STORED RECORDS |
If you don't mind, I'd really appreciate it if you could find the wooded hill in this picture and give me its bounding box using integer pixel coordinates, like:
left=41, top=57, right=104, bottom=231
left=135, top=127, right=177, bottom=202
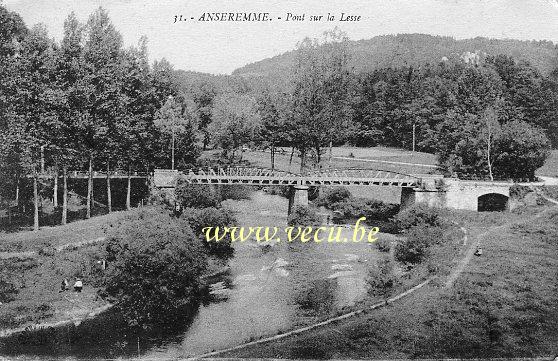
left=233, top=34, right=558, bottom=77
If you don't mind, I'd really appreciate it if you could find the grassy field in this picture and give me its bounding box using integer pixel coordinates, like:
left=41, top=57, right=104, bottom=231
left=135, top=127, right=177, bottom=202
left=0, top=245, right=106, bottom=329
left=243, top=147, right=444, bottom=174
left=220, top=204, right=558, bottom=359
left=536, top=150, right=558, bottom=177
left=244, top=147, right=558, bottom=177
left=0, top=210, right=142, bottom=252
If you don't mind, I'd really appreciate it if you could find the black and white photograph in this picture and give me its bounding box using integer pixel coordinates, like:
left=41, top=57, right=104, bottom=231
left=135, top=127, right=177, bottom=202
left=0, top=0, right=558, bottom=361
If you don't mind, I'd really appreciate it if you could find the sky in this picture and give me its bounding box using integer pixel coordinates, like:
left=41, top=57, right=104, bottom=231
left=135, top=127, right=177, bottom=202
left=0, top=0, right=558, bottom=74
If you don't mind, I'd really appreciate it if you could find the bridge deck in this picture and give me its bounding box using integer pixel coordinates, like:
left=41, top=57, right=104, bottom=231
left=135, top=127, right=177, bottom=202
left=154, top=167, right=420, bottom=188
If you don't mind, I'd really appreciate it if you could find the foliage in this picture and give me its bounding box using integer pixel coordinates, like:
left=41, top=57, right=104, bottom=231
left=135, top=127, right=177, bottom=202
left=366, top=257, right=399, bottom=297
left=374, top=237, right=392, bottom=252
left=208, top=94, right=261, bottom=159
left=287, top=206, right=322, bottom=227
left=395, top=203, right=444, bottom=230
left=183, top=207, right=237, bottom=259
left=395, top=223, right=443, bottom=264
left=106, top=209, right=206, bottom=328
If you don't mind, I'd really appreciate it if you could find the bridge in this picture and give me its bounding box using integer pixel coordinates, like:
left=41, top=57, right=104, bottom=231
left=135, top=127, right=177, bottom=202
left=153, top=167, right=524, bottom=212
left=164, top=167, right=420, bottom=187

PROMPT |
Revise the data above by changing every "bounding box" to "enclosing rectangle" and keeping everything else the same. Omit the pictures from your answer.

FINISHED EXERCISE |
If you don't mind, I'd really appreciate it if you could find the wooded hill in this picture and give me its enclosing rectangle using integer pixel coordinates, like:
left=41, top=57, right=104, bottom=231
left=135, top=127, right=177, bottom=202
left=233, top=34, right=558, bottom=77
If you don't mind, I'd really appreciate it if you could find the grassy field in this picture and give me its enclosing rectangle using integer pixel coordinates, like:
left=41, top=57, right=104, bottom=231
left=135, top=127, right=177, bottom=202
left=0, top=245, right=106, bottom=329
left=243, top=147, right=444, bottom=174
left=220, top=204, right=558, bottom=359
left=536, top=150, right=558, bottom=177
left=244, top=147, right=558, bottom=177
left=0, top=210, right=142, bottom=252
If you don't mind, I'd really appreciate it if you could find the black and white photograph in this picture and give me its enclosing rectangle using integer pixel coordinates, like:
left=41, top=57, right=104, bottom=231
left=135, top=127, right=177, bottom=202
left=0, top=0, right=558, bottom=361
If you don't mind, I'd really appreciate it if you could find the sky in this picture and give me its enclosing rectangle using integer pixel coordinates, like:
left=41, top=57, right=104, bottom=231
left=135, top=127, right=177, bottom=202
left=0, top=0, right=558, bottom=74
If you don't mind, I'd really appreciate it if you could find the bridge deck in this picture and give me its enclosing rectangle using integer pixel coordinates, like:
left=41, top=57, right=104, bottom=231
left=135, top=127, right=177, bottom=202
left=154, top=167, right=420, bottom=188
If you don't mind, I'd really appreciate it if you could find the foliage in this picture and give me its enclosing rectangle using integer pixel coordinates, like:
left=41, top=57, right=104, bottom=231
left=135, top=127, right=177, bottom=202
left=366, top=257, right=399, bottom=297
left=374, top=237, right=392, bottom=252
left=208, top=94, right=261, bottom=159
left=287, top=206, right=322, bottom=227
left=395, top=203, right=444, bottom=230
left=183, top=207, right=237, bottom=259
left=395, top=223, right=443, bottom=264
left=106, top=209, right=206, bottom=328
If you don't mind, I'd really appreciate it if you could find the bridge in this picture and give me its enclosing rectangle using integer pixel coordinates, like:
left=41, top=57, right=104, bottom=231
left=135, top=127, right=177, bottom=202
left=153, top=167, right=524, bottom=212
left=164, top=167, right=420, bottom=187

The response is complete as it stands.